Extracted text:
------------------------------------------------------------

Traumatic life events are often associated with attention-deficit/hyperactivity disorder, according to research presented at the Pediatric Academic Societies annual meeting in Vancouver, British Columbia, Canada.
Attention-deficit/hyperactivity disorder (ADHD) in children often goes hand in hand with traumatic life events, according to research presented May 6 at the Pediatric Academic Societies annual meeting in Vancouver, British Columbia, Canada.
A collaborative research team examined data from the 2011 National Survey of Children’s Health, looking at the prevalence of adverse childhood experiences (ACEs) in a national sample of 85,637 children between the ages of 2 and 17, both with and without ADHD. More specific data was collected via surveys filled out by parents of children in the sample group of 65,680 children ages 6 to 17 years.
The 9 ACEs were defined as poverty, divorce, death of a parent/guardian, domestic violence, neighborhood violence, substance abuse, incarceration, familial mental illness, and discrimination. The researchers wanted to determine the possible association and correlation between ACEs and ADHD diagnosis, severity, and medication use.
Of the children studied, 6,758 (7.9%) had a current ADHD diagnosis. Of those with ADHD, 42.6% reported exposure to 2 or more ACEs compared to only 19.6% of children without ADHD diagnoses.

------------------------------------------------------------

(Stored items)

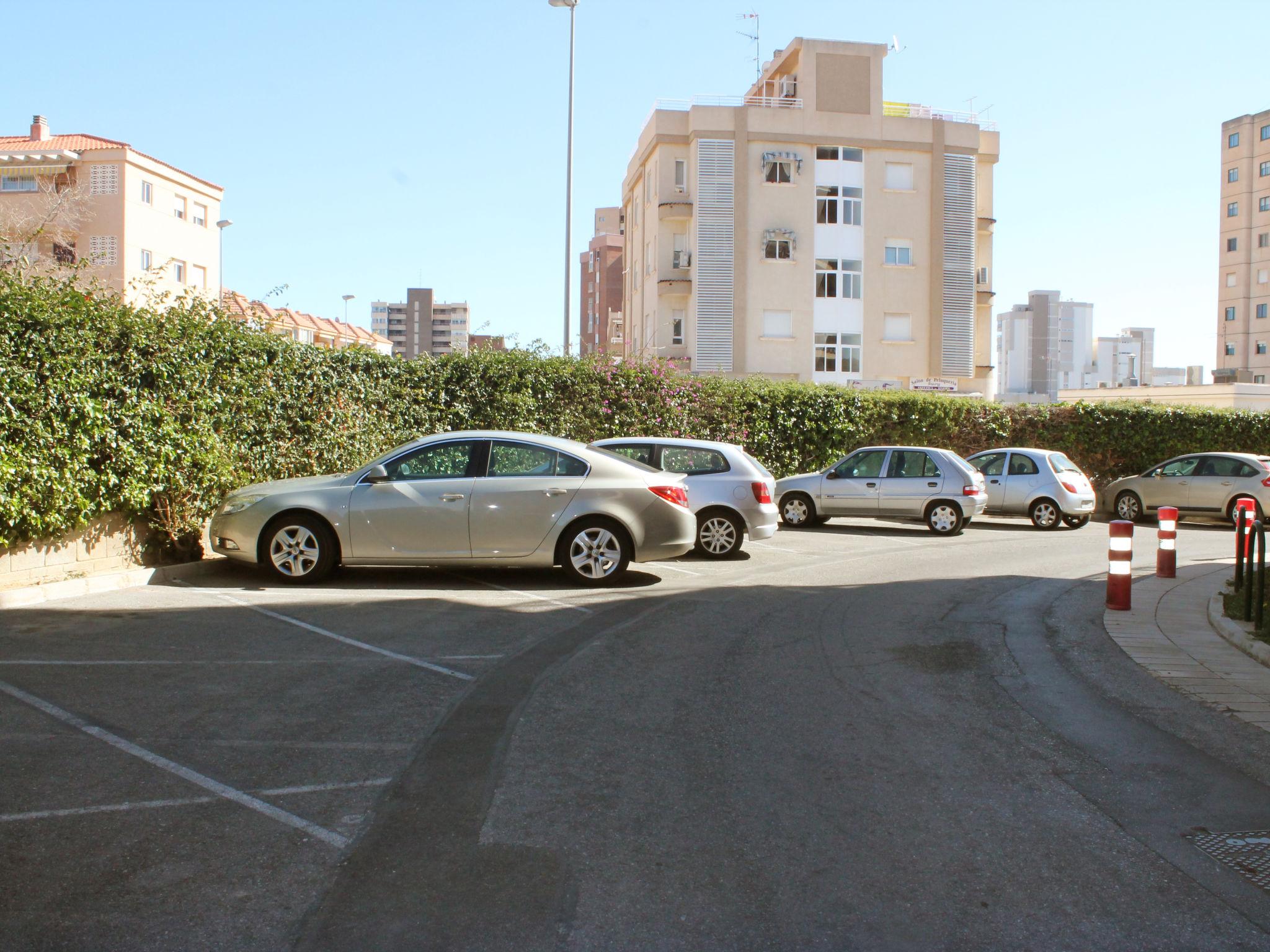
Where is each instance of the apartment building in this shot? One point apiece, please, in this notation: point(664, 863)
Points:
point(301, 327)
point(601, 286)
point(812, 230)
point(422, 325)
point(135, 219)
point(1244, 272)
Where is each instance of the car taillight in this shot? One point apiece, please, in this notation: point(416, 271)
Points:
point(672, 494)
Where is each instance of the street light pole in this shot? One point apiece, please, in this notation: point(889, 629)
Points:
point(568, 188)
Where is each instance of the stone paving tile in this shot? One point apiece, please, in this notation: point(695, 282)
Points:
point(1168, 632)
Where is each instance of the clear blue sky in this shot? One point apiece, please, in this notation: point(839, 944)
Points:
point(375, 146)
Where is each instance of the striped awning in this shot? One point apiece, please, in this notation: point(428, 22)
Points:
point(769, 157)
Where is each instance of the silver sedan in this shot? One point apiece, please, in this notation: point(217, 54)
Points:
point(475, 498)
point(729, 490)
point(1042, 484)
point(1199, 484)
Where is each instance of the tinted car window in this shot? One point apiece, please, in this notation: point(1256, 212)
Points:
point(438, 461)
point(990, 464)
point(864, 465)
point(911, 464)
point(693, 461)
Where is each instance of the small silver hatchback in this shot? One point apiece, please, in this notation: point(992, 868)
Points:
point(729, 491)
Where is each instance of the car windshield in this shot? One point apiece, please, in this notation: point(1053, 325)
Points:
point(611, 455)
point(1059, 462)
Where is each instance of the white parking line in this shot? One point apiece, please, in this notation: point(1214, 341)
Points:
point(355, 643)
point(184, 801)
point(163, 763)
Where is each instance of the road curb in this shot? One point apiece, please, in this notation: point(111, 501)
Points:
point(1230, 630)
point(106, 582)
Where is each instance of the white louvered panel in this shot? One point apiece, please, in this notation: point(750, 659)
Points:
point(714, 219)
point(103, 179)
point(103, 249)
point(957, 355)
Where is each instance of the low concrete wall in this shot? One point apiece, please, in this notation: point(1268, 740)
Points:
point(106, 545)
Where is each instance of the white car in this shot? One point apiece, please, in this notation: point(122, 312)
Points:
point(729, 491)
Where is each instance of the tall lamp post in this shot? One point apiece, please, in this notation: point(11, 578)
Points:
point(568, 188)
point(220, 267)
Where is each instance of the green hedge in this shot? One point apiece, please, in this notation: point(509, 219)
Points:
point(156, 414)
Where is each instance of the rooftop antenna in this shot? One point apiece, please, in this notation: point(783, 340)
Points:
point(758, 63)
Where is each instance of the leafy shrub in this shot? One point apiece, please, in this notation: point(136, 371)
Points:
point(112, 408)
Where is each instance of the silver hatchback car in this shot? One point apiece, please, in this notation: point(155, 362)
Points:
point(1198, 484)
point(729, 491)
point(936, 487)
point(475, 498)
point(1042, 484)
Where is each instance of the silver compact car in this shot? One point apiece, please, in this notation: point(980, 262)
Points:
point(729, 491)
point(1199, 484)
point(936, 487)
point(1042, 484)
point(475, 498)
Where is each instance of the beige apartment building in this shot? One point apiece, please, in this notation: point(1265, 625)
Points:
point(1244, 272)
point(813, 230)
point(140, 219)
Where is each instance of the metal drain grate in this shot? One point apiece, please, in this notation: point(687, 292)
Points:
point(1248, 852)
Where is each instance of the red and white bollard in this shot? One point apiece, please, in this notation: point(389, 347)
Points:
point(1166, 557)
point(1119, 559)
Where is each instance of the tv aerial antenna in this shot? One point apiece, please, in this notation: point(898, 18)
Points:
point(753, 37)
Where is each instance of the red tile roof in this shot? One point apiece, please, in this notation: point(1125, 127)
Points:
point(81, 143)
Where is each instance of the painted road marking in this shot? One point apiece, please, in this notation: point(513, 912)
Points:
point(163, 763)
point(342, 639)
point(186, 801)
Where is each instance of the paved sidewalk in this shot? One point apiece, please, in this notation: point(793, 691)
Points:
point(1168, 632)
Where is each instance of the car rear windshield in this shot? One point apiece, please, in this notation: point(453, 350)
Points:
point(1059, 462)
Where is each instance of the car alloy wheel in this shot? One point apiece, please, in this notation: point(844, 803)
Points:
point(595, 553)
point(295, 551)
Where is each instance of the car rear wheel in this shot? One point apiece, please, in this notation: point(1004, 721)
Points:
point(1044, 514)
point(719, 535)
point(299, 550)
point(596, 553)
point(944, 519)
point(1128, 506)
point(798, 511)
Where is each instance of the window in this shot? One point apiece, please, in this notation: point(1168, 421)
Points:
point(897, 327)
point(437, 461)
point(837, 353)
point(778, 324)
point(900, 177)
point(778, 172)
point(693, 461)
point(911, 465)
point(900, 252)
point(1023, 465)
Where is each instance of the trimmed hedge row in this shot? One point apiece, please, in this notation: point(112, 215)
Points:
point(109, 407)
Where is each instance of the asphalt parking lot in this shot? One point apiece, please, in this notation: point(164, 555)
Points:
point(230, 764)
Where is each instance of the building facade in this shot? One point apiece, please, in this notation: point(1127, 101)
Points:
point(422, 325)
point(143, 225)
point(812, 230)
point(601, 286)
point(1244, 270)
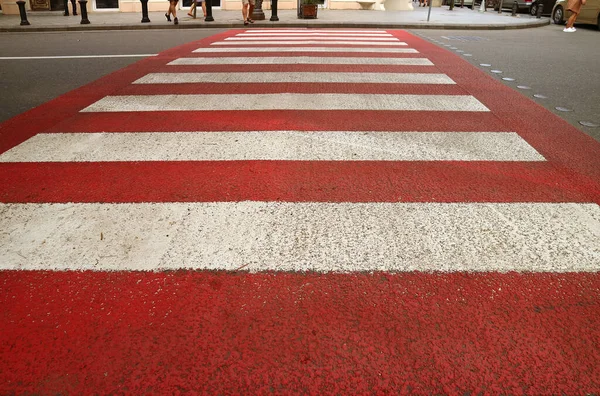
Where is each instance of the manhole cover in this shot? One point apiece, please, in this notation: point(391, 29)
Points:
point(465, 38)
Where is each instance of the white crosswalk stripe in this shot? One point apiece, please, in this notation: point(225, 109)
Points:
point(297, 60)
point(309, 34)
point(274, 145)
point(308, 49)
point(314, 38)
point(312, 41)
point(295, 77)
point(323, 237)
point(286, 101)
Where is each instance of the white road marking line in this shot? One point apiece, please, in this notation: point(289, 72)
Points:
point(288, 42)
point(308, 34)
point(306, 60)
point(367, 39)
point(286, 101)
point(295, 77)
point(312, 31)
point(309, 49)
point(75, 57)
point(273, 145)
point(281, 236)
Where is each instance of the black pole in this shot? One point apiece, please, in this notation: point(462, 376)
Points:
point(23, 13)
point(209, 17)
point(258, 14)
point(83, 7)
point(145, 18)
point(274, 16)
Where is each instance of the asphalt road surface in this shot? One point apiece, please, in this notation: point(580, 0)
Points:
point(27, 83)
point(562, 67)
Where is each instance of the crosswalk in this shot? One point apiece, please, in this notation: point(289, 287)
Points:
point(306, 211)
point(252, 75)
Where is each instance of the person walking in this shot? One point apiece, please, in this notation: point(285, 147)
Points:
point(575, 7)
point(247, 9)
point(194, 5)
point(172, 10)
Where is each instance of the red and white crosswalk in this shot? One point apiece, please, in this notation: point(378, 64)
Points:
point(295, 157)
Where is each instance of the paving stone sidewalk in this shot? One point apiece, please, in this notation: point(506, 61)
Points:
point(440, 18)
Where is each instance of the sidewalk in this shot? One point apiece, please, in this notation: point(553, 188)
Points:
point(441, 18)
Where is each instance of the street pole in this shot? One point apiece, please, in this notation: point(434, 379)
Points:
point(258, 14)
point(83, 7)
point(24, 21)
point(274, 16)
point(145, 18)
point(209, 17)
point(429, 12)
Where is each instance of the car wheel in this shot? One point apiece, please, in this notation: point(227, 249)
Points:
point(533, 9)
point(558, 16)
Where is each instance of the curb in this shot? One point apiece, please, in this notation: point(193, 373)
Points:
point(268, 24)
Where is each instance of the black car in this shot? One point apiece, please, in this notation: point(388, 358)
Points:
point(547, 7)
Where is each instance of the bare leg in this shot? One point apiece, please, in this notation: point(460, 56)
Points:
point(571, 20)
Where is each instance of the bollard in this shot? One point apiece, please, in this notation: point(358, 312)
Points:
point(209, 17)
point(274, 17)
point(145, 18)
point(23, 13)
point(83, 7)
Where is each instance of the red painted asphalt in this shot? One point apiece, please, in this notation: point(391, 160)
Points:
point(238, 333)
point(163, 333)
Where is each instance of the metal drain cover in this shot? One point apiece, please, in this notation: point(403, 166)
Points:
point(465, 38)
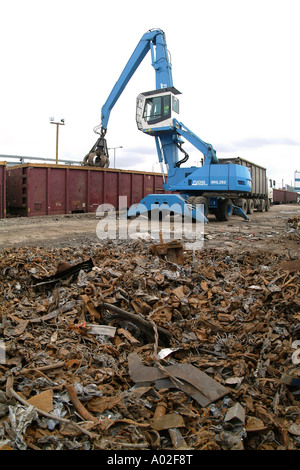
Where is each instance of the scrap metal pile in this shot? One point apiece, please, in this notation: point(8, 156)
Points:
point(136, 345)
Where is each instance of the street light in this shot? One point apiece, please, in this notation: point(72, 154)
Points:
point(61, 123)
point(114, 149)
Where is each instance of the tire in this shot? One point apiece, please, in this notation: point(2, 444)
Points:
point(202, 200)
point(224, 210)
point(250, 206)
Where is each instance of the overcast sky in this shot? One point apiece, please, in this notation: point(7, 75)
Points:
point(236, 63)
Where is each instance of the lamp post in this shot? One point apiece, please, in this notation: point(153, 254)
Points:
point(61, 123)
point(114, 149)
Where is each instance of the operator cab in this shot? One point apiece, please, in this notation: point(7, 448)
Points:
point(157, 109)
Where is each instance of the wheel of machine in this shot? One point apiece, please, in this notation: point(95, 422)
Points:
point(225, 209)
point(250, 206)
point(261, 206)
point(202, 200)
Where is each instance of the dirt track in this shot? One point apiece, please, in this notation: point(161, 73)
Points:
point(269, 230)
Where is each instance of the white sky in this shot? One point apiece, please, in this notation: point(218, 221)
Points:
point(236, 63)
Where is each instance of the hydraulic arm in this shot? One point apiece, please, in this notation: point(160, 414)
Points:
point(157, 115)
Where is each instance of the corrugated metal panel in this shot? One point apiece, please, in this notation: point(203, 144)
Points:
point(39, 189)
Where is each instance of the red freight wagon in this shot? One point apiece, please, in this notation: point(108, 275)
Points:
point(42, 189)
point(2, 190)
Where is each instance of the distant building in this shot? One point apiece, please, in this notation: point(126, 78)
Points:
point(297, 180)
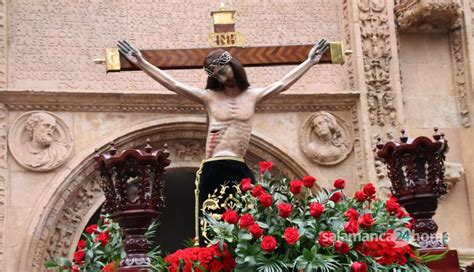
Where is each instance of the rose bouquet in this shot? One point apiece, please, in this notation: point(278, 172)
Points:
point(211, 258)
point(279, 225)
point(99, 249)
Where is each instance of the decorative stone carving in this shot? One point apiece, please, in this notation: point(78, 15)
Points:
point(453, 173)
point(435, 15)
point(324, 139)
point(377, 54)
point(189, 151)
point(349, 63)
point(426, 14)
point(65, 214)
point(40, 141)
point(3, 179)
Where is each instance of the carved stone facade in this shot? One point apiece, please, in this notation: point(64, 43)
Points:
point(324, 138)
point(40, 141)
point(3, 180)
point(51, 45)
point(377, 53)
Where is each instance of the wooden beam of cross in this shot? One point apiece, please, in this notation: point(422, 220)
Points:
point(248, 56)
point(224, 36)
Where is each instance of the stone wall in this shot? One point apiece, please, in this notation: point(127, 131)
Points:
point(399, 75)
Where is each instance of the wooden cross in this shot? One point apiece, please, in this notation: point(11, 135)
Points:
point(224, 27)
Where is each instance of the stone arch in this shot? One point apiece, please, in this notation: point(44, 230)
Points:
point(73, 197)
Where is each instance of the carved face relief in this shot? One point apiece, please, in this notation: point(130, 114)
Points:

------------------------------------------------------------

Task list:
1 - According to the report on ADHD and traumatic life events, what share of children with ADHD reported exposure to two or more adverse childhood experiences?
2 - Pick up the report on ADHD and traumatic life events after its final sentence and keep writing.

Outputs in order:
1 - 42.6% of children with ADHD.

2 -
“Our findings suggest that children with ADHD experience significantly higher rates of trauma than those without ADHD,” said lead author Nicole M. Brown, MD, MPH, MHS. “Providers may focus on ADHD as the primary diagnosis and overlook the possible presence of a trauma history, which may impact treatment.”
Researchers also found that children who experienced 4 or more ACEs were nearly 3 times more likely to use ADHD medications compared with children experiencing 3 or fewer ACEs. Parents were more likely to rate their child’s ADHD as moderate to severe if the child experienced 4 or more ACEs compared to children with 3 or fewer ACEs.
“Knowledge about the prevalence and types of adverse experiences among children diagnosed with ADHD may guide efforts to address trauma in this population and improve ADHD screening, diagnostic accuracy and management,” Brown said.
She suggested that pediatric providers screen for adverse experiences in children they suspect may have ADHD.
“An enhanced understanding of the prevalence and types of ACEs among children diagnosed with ADHD may inform efforts to develop trauma-informed care delivery systems and improve ADHD screening, diagnostic accuracy, and management,” the authors concluded.